## Data section
=== Section Start ===
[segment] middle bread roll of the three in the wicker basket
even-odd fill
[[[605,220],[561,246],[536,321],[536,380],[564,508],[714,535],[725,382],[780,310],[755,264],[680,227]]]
=== Section End ===
=== Section Start ===
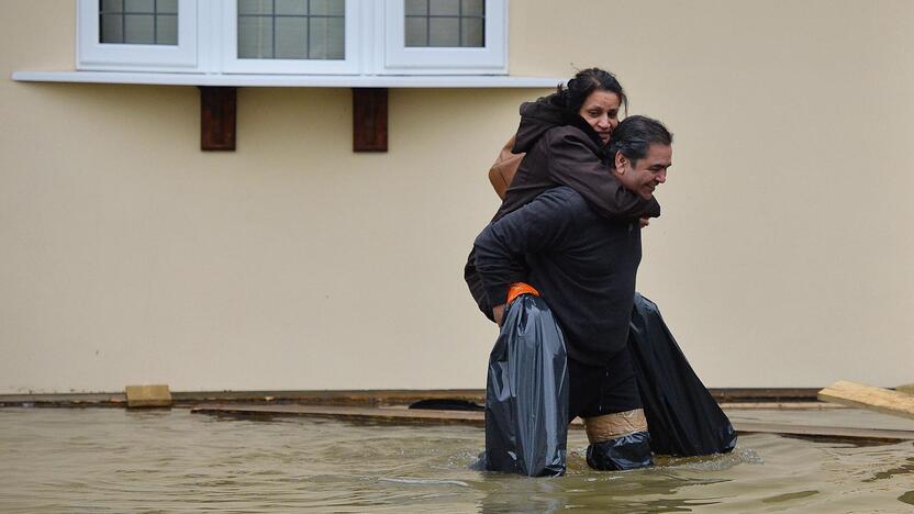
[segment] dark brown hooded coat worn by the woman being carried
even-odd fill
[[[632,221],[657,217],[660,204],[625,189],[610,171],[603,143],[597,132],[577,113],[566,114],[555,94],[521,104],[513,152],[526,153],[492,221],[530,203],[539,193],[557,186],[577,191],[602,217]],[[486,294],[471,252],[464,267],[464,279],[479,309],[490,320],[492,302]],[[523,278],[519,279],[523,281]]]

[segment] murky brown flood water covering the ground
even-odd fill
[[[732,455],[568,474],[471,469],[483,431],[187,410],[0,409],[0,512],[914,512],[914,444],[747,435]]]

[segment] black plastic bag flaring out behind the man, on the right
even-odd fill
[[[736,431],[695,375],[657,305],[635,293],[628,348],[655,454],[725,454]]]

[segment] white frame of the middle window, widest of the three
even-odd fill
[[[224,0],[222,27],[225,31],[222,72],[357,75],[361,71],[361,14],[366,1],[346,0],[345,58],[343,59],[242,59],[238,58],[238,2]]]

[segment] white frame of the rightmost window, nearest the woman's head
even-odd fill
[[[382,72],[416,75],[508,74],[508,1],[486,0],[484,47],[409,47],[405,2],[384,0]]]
=== Section End ===
## Problem requirements
Out of the data above, transcribe exactly and only the lines starting with the line that has "[segment] dark brown" and going on through the line that has "[segment] black plastic", both included.

## Exercise response
[segment] dark brown hooded coat worn by the woman being carried
even-odd fill
[[[632,221],[657,217],[660,204],[625,189],[610,171],[603,143],[597,132],[577,113],[566,114],[555,94],[521,104],[513,152],[526,153],[492,221],[530,203],[539,193],[557,186],[577,191],[602,217]],[[486,294],[471,252],[464,267],[464,279],[479,309],[490,320],[492,302]],[[523,278],[519,279],[523,281]]]

[segment] murky brown flood water covering the ground
even-odd fill
[[[732,455],[568,474],[471,469],[483,431],[187,410],[0,409],[0,512],[914,512],[914,444],[747,435]]]

[segment] black plastic bag flaring out behind the man, on the right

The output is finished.